*** Opening PASSAGE ***
Soon: Why I stopped wearing this attire at Friendship and why I will resume doing so at Saint Matthew.

Thursday, October 18, 2007

Eulogy for My Aunt Betty

[I shared this eulogy at the funeral of my Aunt Betty today. Betty was actually my great-aunt. But, at 84, she was just nine years older than my mother and was the widow of my Great-Uncle Carl, who was the younger brother of my grandmother. I was honored to be asked to share these thoughts with friends and family gathered together today. Gary, Susie, and Jack were Carl's and Betty's children, first cousins to my mother. But the latter two were actually closer to me in age.]

When Susie asked me to say a few words about my Aunt Betty, she told me that what she had in mind wasn’t a sermon. A sermon, of course, proclaims the Good News that all who believe in Jesus Christ will live with God forever. We all need to hear that Good News--that Gospel--today. It’s the only thing that can give us hope for the future and the power to live today. And I’m looking forward to the Pastor bringing that wonderful message to us this morning!

But Susie was right. A eulogy is appropriate today. Yet, I've got to admit that since talking with Susie, I’ve wondered what I should say. I’m accustomed to giving sermons; but I’ve never delivered a eulogy before. As I considered what I would say though, I thought about that word, eulogy. It’s a compound word, literally meaning good word. In eulogies, we say good words about loved ones or friends who have passed from this life. We recount life lessons we’ve learned from them. We tell of our happy memories of them.
*** Closing PASSAGE ***
## [THE PROBLEM]
Transcribe part of the eulogy word for word, beginning at "But Susie was" and stopping after "memories of them.".
*** Opening DATASET CONTENT ***
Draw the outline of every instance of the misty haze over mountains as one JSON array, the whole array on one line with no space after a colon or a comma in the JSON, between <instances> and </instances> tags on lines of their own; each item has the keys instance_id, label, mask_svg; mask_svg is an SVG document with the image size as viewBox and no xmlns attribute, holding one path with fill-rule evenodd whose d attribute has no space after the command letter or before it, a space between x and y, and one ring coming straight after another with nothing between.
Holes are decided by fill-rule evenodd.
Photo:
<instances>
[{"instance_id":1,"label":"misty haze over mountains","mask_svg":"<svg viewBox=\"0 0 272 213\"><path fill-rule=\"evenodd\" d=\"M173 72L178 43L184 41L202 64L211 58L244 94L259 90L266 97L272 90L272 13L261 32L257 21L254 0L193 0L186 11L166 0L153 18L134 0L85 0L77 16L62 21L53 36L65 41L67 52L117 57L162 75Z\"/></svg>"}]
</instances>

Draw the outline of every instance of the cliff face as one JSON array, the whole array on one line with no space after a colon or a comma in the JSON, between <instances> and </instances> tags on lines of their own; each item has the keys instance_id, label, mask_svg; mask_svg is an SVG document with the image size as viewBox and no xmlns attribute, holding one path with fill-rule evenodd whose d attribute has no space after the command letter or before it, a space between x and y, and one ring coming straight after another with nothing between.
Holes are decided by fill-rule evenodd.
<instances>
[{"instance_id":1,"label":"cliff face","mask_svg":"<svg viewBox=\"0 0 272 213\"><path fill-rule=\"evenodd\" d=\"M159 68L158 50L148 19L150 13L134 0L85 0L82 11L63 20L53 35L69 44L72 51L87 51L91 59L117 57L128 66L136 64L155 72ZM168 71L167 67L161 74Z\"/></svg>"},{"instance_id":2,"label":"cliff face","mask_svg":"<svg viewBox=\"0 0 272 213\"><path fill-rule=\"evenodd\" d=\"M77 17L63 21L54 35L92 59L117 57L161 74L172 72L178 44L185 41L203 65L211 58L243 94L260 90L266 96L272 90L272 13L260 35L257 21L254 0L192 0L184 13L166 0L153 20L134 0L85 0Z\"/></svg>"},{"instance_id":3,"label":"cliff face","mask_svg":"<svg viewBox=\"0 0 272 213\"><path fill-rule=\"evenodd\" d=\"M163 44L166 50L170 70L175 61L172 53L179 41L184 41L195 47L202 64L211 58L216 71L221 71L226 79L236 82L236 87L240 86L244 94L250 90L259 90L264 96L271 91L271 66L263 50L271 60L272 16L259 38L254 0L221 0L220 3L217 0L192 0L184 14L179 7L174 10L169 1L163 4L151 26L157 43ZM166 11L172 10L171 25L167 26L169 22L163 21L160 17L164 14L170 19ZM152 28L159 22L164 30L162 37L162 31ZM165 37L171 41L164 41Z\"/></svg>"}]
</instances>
*** Closing DATASET CONTENT ***
*** Opening DATASET CONTENT ***
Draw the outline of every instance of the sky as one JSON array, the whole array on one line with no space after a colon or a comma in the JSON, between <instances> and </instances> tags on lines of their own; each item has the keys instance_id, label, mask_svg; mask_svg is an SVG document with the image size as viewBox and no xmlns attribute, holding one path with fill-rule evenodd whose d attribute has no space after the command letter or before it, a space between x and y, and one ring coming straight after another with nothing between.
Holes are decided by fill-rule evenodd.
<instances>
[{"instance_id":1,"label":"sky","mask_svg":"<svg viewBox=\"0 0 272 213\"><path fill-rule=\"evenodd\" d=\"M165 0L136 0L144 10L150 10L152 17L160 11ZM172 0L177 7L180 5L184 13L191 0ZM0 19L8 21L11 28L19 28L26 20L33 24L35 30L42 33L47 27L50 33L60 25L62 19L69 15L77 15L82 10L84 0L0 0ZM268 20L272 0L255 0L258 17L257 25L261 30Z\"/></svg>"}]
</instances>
*** Closing DATASET CONTENT ***
## [EXPECTED ANSWER]
But Susie was right. A eulogy is appropriate today. Yet, I've got to admit that since talking with Susie, I’ve wondered what I should say. I’m accustomed to giving sermons; but I’ve never delivered a eulogy before. As I considered what I would say though, I thought about that word, eulogy. It’s a compound word, literally meaning good word. In eulogies, we say good words about loved ones or friends who have passed from this life. We recount life lessons we’ve learned from them. We tell of our happy memories of them.